---- GIVEN PASSAGE

Commenting on the Spring Statement, Christine Cairns, tax partner at PwC, said: While it might seem curious to be effectively both increasing and cutting NI at the same time, today’s change is clearly targeted at helping those with the lowest earnings who may already be below the income tax threshold. The true impact of this cut, as well as of the future decrease of the basic rate tax rate, for middle income earners will need to be assessed against the impact of the freezing of the income tax bands until 2026.
Mr Sunak has expanded the government’s research and development (R&D) tax relief scheme in a bid to improve innovation and productivity in the UK. Sunak announced that, from April 2023, all cloud computing costs associated with R&D, including storage, will now qualify for tax relief.
However, some business leaders were disappointed at the focus on innovation, with some saying not enough is being done to help SMEs who are finding difficulties solving urgent issues such as ongoing supply shortages. Tony Russell, Chief Growth Officer at Proteus said: The chancellors promise to plug the productivity gap through reformed R&D tax credit and reliefs will be a silver lining for UK Business. Digitalisation is no longer optional, and the UK, as the chancellor alluded to, is falling behind. With the public and financial sectors being responsible for failed and costly digital transformation projects, it is time for the government to step in. However, while the chancellor’s proposed consultation for UK businesses is undoubtedly a step in the right direction, it is debatable whether this is the most effective way to assist businesses. Businesses experiencing large-scale sector-wide departures and ongoing supply shortages will continue to drown in the absence of a strong direction and a plan of action.

--------
---- DATA RECORDS

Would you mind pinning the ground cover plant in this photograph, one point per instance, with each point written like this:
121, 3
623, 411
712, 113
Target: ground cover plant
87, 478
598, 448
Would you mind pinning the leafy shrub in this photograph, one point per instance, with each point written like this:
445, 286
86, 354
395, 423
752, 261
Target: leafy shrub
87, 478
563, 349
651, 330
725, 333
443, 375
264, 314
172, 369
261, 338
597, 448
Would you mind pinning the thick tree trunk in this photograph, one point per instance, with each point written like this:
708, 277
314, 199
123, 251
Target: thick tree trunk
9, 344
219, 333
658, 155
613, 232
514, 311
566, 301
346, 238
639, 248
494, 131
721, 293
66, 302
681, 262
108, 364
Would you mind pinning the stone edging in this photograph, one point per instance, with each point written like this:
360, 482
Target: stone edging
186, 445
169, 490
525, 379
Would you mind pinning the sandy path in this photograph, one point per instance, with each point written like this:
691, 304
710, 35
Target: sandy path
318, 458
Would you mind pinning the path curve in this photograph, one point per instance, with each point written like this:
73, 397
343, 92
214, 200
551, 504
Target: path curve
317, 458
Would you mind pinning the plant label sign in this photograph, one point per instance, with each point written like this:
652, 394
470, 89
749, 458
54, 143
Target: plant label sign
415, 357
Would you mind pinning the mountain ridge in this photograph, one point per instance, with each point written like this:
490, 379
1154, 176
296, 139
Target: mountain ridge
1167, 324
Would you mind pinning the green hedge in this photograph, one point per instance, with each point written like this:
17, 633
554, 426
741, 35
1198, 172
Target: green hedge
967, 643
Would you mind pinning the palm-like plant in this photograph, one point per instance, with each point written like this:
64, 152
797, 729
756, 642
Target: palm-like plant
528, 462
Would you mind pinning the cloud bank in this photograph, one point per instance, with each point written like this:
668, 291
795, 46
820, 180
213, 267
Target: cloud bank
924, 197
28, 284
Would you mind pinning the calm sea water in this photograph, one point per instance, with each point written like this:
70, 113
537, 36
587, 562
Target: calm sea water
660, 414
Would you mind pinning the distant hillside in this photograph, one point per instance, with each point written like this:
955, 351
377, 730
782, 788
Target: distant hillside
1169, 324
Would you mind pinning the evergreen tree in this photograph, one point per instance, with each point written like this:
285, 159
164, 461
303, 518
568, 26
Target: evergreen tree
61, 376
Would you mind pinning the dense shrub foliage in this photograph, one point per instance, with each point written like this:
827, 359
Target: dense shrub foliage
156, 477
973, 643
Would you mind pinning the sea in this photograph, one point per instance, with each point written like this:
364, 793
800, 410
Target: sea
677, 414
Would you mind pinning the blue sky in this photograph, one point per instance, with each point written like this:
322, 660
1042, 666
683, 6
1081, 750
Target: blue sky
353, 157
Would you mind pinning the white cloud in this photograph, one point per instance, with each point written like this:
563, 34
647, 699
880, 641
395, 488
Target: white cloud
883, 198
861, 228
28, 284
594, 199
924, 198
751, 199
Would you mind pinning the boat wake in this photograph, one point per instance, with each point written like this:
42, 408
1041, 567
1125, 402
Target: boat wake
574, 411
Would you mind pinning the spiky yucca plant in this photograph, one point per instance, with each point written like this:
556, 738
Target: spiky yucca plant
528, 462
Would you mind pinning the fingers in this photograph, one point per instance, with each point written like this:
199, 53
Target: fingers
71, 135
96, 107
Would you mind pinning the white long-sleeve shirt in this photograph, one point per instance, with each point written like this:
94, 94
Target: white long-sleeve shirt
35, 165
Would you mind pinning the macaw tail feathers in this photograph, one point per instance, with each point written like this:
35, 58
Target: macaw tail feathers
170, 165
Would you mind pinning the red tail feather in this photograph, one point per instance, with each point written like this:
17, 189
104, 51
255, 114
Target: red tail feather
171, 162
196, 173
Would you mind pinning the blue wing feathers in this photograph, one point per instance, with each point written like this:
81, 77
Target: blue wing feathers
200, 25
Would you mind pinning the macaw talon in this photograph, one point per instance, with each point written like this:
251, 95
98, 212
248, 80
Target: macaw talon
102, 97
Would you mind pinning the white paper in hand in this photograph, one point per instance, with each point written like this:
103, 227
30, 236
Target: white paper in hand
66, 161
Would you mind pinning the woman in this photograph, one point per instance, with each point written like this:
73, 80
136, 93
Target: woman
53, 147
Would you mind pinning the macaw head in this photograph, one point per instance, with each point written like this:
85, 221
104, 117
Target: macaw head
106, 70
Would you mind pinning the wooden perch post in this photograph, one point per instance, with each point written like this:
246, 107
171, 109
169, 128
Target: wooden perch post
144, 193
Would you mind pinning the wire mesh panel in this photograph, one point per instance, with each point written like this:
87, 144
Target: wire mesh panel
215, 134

--------

→ TASK LIST
a) Using the passage on the Spring Statement, decide whether each statement agrees with it, answering yes or no and quoting the deciding words: (i) Christine Cairns is a tax partner at PwC; (ii) cloud computing costs associated with R&D will qualify for tax relief from April 2022; (iii) the income tax bands are frozen until 2026.
b) Return the section of the passage on the Spring Statement that runs from "Commenting on the" up to and including "for tax relief.", copied word for word.
c) According to the passage on the Spring Statement, what does Tony Russell say is no longer optional?

→ TASK-BY-TASK OUTPUTS
a)
(i) Yes: "Christine Cairns, tax partner at PwC"
(ii) No: "from April 2023, all cloud computing costs associated with R&D, including storage, will now qualify for tax relief"
(iii) Yes: "the freezing of the income tax bands until 2026"

b)
Commenting on the Spring Statement, Christine Cairns, tax partner at PwC, said: While it might seem curious to be effectively both increasing and cutting NI at the same time, today’s change is clearly targeted at helping those with the lowest earnings who may already be below the income tax threshold. The true impact of this cut, as well as of the future decrease of the basic rate tax rate, for middle income earners will need to be assessed against the impact of the freezing of the income tax bands until 2026.
Mr Sunak has expanded the government’s research and development (R&D) tax relief scheme in a bid to improve innovation and productivity in the UK. Sunak announced that, from April 2023, all cloud computing costs associated with R&D, including storage, will now qualify for tax relief.

c) Digitalisation.